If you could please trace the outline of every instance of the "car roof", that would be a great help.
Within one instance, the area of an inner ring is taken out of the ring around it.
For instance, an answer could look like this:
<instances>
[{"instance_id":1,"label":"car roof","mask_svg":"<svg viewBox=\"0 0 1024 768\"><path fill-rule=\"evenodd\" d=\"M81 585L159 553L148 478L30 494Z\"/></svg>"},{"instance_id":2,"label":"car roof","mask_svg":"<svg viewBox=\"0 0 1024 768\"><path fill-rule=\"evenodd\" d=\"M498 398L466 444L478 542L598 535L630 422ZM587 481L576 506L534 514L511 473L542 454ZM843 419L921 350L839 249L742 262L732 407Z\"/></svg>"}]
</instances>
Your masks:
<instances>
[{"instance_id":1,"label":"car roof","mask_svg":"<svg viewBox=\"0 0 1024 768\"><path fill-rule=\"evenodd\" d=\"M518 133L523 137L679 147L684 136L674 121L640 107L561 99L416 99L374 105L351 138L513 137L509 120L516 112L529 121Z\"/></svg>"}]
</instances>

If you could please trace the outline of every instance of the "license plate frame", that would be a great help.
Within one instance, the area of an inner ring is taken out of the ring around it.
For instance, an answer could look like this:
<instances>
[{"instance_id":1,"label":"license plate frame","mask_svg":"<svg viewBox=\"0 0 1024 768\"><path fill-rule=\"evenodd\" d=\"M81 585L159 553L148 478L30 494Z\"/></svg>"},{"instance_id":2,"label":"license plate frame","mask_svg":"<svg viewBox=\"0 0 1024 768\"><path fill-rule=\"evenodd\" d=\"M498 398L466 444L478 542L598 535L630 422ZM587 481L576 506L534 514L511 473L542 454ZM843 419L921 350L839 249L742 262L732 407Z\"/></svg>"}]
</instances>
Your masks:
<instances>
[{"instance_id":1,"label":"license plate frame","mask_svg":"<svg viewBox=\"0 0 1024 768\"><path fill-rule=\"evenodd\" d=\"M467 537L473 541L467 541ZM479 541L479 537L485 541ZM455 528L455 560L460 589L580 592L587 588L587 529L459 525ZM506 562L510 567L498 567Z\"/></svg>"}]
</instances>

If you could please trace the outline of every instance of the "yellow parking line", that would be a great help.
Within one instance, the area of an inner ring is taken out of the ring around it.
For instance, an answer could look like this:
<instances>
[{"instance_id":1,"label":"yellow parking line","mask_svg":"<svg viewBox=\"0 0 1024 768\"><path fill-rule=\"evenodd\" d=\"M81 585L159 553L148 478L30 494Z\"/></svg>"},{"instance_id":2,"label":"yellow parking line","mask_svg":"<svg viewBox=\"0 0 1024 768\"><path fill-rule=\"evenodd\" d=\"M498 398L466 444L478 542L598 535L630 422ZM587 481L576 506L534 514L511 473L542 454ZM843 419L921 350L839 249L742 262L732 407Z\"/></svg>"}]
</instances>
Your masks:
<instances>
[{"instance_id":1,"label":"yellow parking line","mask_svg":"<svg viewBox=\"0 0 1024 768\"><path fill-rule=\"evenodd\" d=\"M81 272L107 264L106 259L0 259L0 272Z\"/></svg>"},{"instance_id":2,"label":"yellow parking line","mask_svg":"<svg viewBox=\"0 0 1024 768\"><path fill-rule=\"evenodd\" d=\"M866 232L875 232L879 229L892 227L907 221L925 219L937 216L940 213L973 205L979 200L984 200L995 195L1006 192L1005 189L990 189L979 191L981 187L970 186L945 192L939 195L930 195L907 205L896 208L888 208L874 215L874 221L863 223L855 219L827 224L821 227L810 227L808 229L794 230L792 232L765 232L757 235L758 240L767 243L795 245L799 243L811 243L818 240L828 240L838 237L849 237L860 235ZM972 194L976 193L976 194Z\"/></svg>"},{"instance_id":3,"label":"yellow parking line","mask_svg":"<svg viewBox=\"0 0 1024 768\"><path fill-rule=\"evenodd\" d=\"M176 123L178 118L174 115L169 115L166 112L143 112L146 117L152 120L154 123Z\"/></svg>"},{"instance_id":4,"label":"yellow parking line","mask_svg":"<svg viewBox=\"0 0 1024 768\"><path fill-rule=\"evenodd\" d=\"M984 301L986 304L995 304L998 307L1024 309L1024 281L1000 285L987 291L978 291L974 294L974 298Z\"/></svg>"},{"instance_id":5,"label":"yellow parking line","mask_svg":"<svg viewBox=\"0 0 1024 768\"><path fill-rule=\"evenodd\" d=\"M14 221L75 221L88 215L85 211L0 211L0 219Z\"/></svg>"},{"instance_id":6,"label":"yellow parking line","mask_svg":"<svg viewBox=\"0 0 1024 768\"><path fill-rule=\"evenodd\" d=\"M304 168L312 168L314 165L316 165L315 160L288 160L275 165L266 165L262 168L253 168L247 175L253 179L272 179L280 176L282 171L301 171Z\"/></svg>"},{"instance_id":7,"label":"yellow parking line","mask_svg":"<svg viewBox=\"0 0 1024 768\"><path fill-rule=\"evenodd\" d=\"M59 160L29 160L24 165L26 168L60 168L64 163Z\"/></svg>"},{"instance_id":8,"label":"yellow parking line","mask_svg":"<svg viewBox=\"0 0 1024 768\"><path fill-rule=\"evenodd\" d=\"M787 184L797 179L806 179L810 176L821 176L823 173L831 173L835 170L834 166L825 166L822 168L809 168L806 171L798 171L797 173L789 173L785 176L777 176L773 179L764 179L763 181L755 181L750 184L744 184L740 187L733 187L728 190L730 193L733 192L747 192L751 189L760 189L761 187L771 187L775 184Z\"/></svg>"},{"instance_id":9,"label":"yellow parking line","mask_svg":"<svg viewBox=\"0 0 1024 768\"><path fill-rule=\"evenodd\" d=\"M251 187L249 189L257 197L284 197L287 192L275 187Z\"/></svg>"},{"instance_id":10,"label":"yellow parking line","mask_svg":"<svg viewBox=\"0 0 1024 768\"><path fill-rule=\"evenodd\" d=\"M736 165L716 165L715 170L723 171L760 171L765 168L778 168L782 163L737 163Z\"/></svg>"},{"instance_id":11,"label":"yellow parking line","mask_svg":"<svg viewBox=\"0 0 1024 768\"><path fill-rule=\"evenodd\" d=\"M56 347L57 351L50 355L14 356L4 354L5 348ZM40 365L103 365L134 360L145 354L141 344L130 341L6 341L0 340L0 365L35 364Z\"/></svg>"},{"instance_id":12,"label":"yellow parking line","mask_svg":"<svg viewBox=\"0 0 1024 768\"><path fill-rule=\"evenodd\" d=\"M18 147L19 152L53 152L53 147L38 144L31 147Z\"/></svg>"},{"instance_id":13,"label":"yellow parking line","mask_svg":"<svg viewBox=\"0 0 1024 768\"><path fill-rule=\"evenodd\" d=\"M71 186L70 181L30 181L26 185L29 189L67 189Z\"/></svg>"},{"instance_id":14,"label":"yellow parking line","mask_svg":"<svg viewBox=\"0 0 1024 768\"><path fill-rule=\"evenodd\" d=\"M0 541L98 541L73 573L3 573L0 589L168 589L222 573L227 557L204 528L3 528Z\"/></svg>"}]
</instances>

§ YOUR GOAL
Using the records above, report each line that contains the word "outline" by copying it.

§ TASK RESULT
If you could please trace the outline of every instance of the "car roof", that would be a great help.
If you could please trace the outline of every instance of the "license plate frame", that would be a great help.
If you could please trace the outline of every instance of the "yellow parking line", that would be a great help.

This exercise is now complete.